A ranged possibility: two-letter codes

Signs and symbols: Writing systems (hieroglyphs, nail writing) and Signed Toki Pona; unofficial scripts too
Signoj kaj simboloj: Skribsistemoj (hieroglifoj, ungoskribado) kaj la Tokipona Signolingvo; ankaŭ por neoficialaj skribsistemoj
jan-ante
Posts: 541
Joined: Fri Oct 02, 2009 4:05 pm

A ranged possibility: two-letter codes

Post by jan-ante »

Having 123 word only, toki pona provides a unique possibility to attribute a two letter code to every word and use it for the writing. Here I propose such a code for tp words and appreciate all your criticism and suggestions. Also, I invite everybody to try this code just as an experiment, because no other language can be encoded like this. The words (except separators and interjections) are encoded by 2 letters, e.g.: tk - toki, po - pona. The codes are summarised in the table below. The interjection and separators are encoded as follows:
a --- a
la --- l ^ >
li --- i * <
o --- o !
e --- e ~
pi ---@
For example: tkpo*po twal. If one use a single-letter encoding for separators, the space may not be omitted: tkpo i po twal
The words "toki pona" could be also encoded as tp, for example: !kmso~tp. mi pn~nnstsi@tp twni: jn*wistmt^on*kestll. ke^nnstni*ns. mi soaa.
If the word "jan" precedes the proper name, one may encode it as "j": ts jSonja*so~ni. on*mm@tp *jnlw@kp@tp.

codes, version 00:
Image
sorry for graphics, but this forum does not support tables. you can have a text version of this table here (Excel-editable)
The general rules of the code assignment were following: (i) the first letter should be kept as in original word, (ii) the second letter should be present in the word, (iii) if impossible, the code should be comprised of two letters in order of their appearance in the word (these words are marked with red in the table). The two exception form these rules are the code pm for pan and kj for kili. One can use the code an for pan and il for kili, but I chose to keep them free. The word mu is not encoded.
From the table we can see a phonetic preferences of jan Sonja. She likes to start the words with k, s, l, p, m. She dislikes starting the words with e, u, j, o, u, i. She likes to have k, p, n inside the word. She dislikes having e, j, t inside the word. I kindly ask jan Sonja to shift the dictionary to phonetic equilibrium when she introduce a new word. Perhaps, she could substitute kipisi with something else, e.g. with ipisi.
Also (specially for jan Kipo) one can use the two-letter monograms for calligraphy or other aesthetical purposes. I also suggest several styles of writing below.
Image

Image
janKipo
Posts: 3064
Joined: Fri Oct 09, 2009 2:20 pm

Re: A ranged possibility: two-letter codes

Post by janKipo »

Tachygraphy has its charms and even such a short-word language as tp probably can use it in recording speech and, of course, tweeting, twittering and generally using telephones in places where God didn't intend them for purposes She didn't intend either. In measured, slow, considered communication, however, it is a pain in the butt. I like this system just fine, but don't want to have to read messages in it, as it takes another order of time to read. That said, I will try to learn this (or invent a better one).
jan-ante
Posts: 541
Joined: Fri Oct 02, 2009 4:05 pm

Re: A ranged possibility: two-letter codes

Post by jan-ante »

STORED ROWS |

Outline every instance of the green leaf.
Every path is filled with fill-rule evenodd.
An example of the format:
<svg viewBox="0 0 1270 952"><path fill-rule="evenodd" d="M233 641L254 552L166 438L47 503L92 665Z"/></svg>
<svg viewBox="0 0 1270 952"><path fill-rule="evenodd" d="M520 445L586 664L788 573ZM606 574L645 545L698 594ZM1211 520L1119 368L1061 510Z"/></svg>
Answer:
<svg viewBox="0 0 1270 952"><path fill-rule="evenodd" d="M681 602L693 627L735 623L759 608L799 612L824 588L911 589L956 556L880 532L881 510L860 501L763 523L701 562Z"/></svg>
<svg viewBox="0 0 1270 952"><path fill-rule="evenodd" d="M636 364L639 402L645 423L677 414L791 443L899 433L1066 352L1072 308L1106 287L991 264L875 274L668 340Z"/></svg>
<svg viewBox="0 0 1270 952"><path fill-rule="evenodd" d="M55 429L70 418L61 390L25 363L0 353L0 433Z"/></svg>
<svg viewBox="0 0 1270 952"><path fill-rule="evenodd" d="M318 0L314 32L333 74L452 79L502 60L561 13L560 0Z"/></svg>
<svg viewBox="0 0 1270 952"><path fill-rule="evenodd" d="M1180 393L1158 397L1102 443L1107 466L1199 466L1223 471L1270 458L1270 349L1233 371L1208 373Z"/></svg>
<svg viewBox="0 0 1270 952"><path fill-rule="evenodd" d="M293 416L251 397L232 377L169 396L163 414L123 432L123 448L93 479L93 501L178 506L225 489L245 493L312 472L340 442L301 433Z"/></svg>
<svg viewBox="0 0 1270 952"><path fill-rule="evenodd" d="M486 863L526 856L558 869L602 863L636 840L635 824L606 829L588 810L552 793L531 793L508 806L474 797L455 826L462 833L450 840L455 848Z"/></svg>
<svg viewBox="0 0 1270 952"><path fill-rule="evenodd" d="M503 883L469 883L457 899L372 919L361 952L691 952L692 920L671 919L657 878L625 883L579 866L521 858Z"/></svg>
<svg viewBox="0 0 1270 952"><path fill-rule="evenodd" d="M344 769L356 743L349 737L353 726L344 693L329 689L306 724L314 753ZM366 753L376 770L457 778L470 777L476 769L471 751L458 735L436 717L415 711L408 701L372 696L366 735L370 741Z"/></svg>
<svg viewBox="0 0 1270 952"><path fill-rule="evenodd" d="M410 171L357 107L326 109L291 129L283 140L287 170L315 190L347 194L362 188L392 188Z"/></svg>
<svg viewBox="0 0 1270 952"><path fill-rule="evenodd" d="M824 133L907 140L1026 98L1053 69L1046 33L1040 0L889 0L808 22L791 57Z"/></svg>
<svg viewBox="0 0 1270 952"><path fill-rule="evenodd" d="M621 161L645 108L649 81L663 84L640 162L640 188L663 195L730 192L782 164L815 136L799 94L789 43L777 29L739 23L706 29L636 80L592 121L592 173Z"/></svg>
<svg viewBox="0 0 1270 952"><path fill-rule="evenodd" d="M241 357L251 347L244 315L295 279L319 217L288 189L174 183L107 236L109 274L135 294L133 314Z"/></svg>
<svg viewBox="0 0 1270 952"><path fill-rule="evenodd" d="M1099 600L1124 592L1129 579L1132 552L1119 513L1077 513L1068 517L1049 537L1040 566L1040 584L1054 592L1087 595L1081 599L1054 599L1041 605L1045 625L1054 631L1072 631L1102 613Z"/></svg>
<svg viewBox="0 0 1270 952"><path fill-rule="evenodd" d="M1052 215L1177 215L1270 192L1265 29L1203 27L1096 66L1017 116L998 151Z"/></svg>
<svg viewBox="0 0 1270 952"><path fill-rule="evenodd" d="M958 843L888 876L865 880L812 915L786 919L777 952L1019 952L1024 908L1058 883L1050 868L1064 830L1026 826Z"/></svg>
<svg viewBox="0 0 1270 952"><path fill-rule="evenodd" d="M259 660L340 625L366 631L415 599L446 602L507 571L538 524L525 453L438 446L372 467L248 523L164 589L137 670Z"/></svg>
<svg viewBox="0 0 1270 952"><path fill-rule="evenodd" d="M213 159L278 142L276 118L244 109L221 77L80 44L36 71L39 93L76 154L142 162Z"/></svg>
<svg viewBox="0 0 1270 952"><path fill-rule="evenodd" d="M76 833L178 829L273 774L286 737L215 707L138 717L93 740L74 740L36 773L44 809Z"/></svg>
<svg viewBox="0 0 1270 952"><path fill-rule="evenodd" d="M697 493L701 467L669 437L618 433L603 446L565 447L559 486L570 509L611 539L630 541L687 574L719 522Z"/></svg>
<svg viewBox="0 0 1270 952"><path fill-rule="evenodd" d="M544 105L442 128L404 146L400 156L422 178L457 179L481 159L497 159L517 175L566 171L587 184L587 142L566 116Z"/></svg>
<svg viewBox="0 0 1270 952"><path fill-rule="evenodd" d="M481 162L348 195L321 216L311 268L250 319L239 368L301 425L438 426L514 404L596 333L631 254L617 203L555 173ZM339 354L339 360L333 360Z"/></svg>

TO-DO LIST |
- a) From the forum thread on two-letter codes, list every letter that jan Sonja is said to like at the start of words.
- b) Which two codes does the forum thread on two-letter codes name as exceptions to its general assignment rules?
- c) Pick up the forum thread on two-letter codes right after its final line and continue it.

RESPONSES BY TASK |
- a) k, s, l, p, m

- b) The code pm for pan and the code kj for kili.

- c)
janKipo wrote: In measured, slow, considered communication, however, it is a pain in the butt. I like this system just fine, but don't want to have to read messages in it, as it takes another order of time to read.
but what about the hierogliphs? it is a bigger pain in the butt. even the planned systems as Bliss or LoCoS will require much more efforts to learn than this one. this could rather help people to study the tp logographics (if any)
That said, I will try to learn this (or invent a better one).
not yet! first criticise it, please
janKipo
Posts: 3064
Joined: Fri Oct 09, 2009 2:20 pm

Re: A ranged possibility: two-letter codes

Post by janKipo »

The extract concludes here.